Saved data entries
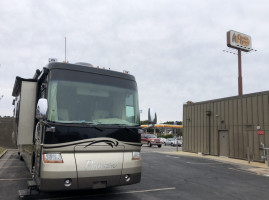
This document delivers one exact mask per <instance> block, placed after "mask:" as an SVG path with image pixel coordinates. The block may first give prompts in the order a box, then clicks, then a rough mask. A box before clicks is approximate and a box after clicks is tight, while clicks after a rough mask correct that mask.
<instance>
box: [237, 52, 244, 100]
mask: <svg viewBox="0 0 269 200" xmlns="http://www.w3.org/2000/svg"><path fill="white" fill-rule="evenodd" d="M241 66H242V62H241V49H238V95H239V96H241V95H242V94H243V82H242V67H241Z"/></svg>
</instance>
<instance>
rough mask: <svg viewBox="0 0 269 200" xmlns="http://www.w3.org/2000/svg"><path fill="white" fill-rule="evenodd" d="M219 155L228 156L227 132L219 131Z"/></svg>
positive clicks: (228, 150)
mask: <svg viewBox="0 0 269 200" xmlns="http://www.w3.org/2000/svg"><path fill="white" fill-rule="evenodd" d="M219 155H220V156H225V157H228V156H229V137H228V131H219Z"/></svg>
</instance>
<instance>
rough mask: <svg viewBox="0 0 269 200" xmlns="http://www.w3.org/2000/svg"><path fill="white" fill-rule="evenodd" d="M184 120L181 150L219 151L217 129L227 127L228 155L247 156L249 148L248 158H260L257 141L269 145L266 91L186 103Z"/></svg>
mask: <svg viewBox="0 0 269 200" xmlns="http://www.w3.org/2000/svg"><path fill="white" fill-rule="evenodd" d="M209 111H210V112H211V115H210V116H209V115H207V113H208V112H209ZM183 122H184V133H183V135H184V146H183V151H188V152H202V153H204V154H211V155H219V154H220V149H219V148H220V144H219V139H220V138H219V132H220V131H221V130H226V131H227V132H228V143H229V147H228V151H229V154H228V156H229V157H231V158H239V159H247V156H248V152H249V155H250V159H251V160H254V161H262V160H261V156H262V155H263V151H262V150H260V149H259V147H260V143H261V142H262V143H264V144H265V146H266V147H269V91H267V92H261V93H254V94H248V95H243V96H241V97H238V96H236V97H229V98H224V99H217V100H212V101H206V102H200V103H191V104H185V105H184V106H183ZM258 126H259V127H260V130H259V133H261V131H264V135H258V129H257V127H258Z"/></svg>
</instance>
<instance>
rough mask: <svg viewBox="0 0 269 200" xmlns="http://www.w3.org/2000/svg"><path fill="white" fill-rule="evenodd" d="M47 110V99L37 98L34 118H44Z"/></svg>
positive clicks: (46, 113)
mask: <svg viewBox="0 0 269 200" xmlns="http://www.w3.org/2000/svg"><path fill="white" fill-rule="evenodd" d="M47 110H48V101H47V99H44V98H41V99H39V100H38V103H37V106H36V118H37V119H46V117H47Z"/></svg>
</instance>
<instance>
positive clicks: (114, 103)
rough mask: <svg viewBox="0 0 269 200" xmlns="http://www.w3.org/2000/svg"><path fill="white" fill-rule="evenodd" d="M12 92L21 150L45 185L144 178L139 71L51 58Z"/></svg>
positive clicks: (109, 184) (89, 182) (15, 85)
mask: <svg viewBox="0 0 269 200" xmlns="http://www.w3.org/2000/svg"><path fill="white" fill-rule="evenodd" d="M12 96H14V97H15V99H14V101H13V104H14V106H15V108H14V115H15V118H16V120H15V135H16V143H17V146H18V150H19V155H20V158H21V159H22V160H24V161H25V162H26V164H27V166H28V168H29V171H30V172H31V173H32V175H33V180H34V182H35V184H36V186H37V189H38V190H40V191H61V190H82V189H98V188H107V187H112V186H120V185H129V184H135V183H139V182H140V180H141V156H140V150H141V141H140V116H139V115H140V114H139V107H138V93H137V84H136V81H135V78H134V76H132V75H130V74H128V73H121V72H116V71H112V70H106V69H101V68H95V67H93V66H92V65H88V64H85V63H78V64H70V63H59V62H51V63H49V64H48V65H47V66H45V67H43V69H42V70H41V71H40V70H37V71H36V72H35V74H34V76H33V78H31V79H25V78H21V77H16V80H15V84H14V88H13V92H12Z"/></svg>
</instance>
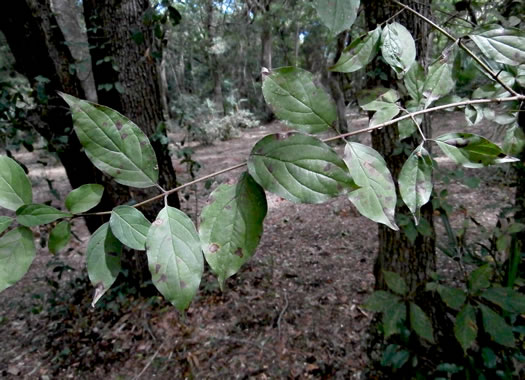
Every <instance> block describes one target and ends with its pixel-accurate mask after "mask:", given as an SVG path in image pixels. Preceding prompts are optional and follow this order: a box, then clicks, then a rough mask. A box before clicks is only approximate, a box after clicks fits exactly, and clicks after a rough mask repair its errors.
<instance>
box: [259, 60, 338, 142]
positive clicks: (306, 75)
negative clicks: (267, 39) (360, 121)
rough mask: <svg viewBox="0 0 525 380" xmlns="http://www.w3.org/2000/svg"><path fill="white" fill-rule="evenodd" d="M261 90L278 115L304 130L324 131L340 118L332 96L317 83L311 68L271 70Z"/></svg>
mask: <svg viewBox="0 0 525 380" xmlns="http://www.w3.org/2000/svg"><path fill="white" fill-rule="evenodd" d="M262 90H263V95H264V99H265V100H266V103H268V104H271V105H272V106H273V108H274V111H275V114H276V115H277V117H278V118H279V119H281V120H284V121H287V122H288V123H289V124H290V125H291V126H292V127H294V128H296V129H299V130H301V131H303V132H307V133H317V132H322V131H325V130H327V129H328V128H331V127H332V125H333V124H334V123H335V121H336V119H337V111H336V108H335V104H334V102H333V101H332V98H331V97H330V96H329V95H328V94H327V93H326V92H325V91H324V90H323V89H321V88H318V87H316V86H315V84H314V82H313V78H312V74H311V73H309V72H308V71H305V70H302V69H298V68H296V67H283V68H280V69H275V70H272V72H271V73H270V75H265V77H264V81H263V88H262Z"/></svg>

_Brief_: Which of the lines above mention the word "before"? Pull those lines out.

_Output of the task_:
This document delivers one exact mask per <instance> block, placed after "mask:" as an SVG path with image pixel coordinates. The block may first give prompts in the order a box, then clicks, then a rough mask. A box before clicks is approximate and a box after clicks is tight, while clicks after a rough mask correct that mask.
Every <instance> block describes one target and ends with its pixel-accurate mask after "mask:", given as an SVG path in image pixels. Preceding prompts are optional and follow this order: a box, then clicks, then a rough mask. A box before clicks is only approximate, a box after clicks fits exactly, and clicks after a rough mask repair its errors.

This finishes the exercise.